- Data provided -
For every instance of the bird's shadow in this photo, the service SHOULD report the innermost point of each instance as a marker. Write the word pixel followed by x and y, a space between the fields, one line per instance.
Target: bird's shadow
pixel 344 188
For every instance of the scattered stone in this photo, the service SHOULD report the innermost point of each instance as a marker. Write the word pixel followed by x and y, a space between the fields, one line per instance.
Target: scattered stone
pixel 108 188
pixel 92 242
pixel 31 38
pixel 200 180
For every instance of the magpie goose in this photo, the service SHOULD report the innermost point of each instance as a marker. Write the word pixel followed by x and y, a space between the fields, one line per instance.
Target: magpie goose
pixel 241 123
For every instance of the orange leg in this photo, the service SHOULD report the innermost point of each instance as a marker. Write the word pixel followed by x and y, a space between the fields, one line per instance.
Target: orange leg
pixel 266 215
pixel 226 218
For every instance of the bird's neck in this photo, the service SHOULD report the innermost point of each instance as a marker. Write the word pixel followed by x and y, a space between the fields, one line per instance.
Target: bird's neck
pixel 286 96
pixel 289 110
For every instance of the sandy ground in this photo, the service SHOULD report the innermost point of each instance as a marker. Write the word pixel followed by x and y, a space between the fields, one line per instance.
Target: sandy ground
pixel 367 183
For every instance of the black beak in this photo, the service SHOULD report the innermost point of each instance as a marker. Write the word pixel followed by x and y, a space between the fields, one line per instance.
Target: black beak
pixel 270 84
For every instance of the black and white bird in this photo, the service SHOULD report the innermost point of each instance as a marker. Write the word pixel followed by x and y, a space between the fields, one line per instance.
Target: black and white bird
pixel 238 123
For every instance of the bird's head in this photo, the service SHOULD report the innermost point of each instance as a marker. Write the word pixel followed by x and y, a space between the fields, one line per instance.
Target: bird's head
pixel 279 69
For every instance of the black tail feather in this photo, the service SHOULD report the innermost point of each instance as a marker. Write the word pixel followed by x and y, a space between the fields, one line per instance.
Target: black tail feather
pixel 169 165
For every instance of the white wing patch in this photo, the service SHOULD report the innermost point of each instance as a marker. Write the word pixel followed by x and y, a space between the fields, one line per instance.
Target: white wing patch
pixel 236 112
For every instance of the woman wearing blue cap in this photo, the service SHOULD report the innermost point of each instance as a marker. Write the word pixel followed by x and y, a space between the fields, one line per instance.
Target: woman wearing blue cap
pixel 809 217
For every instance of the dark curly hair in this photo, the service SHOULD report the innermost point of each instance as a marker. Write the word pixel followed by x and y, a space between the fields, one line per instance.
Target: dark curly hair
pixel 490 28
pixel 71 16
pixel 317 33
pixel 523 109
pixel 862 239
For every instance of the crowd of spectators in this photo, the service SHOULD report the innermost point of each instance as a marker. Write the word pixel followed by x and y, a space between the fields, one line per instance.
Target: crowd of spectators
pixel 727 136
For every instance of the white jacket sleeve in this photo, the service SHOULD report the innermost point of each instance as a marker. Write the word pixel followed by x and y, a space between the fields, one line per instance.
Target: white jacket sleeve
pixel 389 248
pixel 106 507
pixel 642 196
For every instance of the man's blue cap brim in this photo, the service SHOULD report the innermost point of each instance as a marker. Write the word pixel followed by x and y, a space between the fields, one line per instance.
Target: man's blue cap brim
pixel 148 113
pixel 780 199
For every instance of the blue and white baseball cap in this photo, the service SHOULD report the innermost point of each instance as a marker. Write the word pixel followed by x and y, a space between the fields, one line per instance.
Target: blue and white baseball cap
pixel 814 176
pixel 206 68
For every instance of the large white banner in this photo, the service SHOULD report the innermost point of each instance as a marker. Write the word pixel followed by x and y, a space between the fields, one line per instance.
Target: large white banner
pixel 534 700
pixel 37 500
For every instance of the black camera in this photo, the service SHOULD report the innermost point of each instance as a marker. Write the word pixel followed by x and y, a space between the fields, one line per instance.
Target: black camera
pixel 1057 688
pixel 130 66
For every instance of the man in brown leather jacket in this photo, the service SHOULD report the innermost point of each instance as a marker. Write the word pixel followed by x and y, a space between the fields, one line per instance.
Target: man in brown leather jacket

- Work to be completed -
Your task is to copy each line of the listing that holds the word "brown".

- Response to this task -
For every instance of the man in brown leather jacket in this photo, the service SHOULD report the innermost point of each instance as a marker. Write the word pixel followed by x and y, a space between the fields, one line per instance.
Target: man in brown leather jacket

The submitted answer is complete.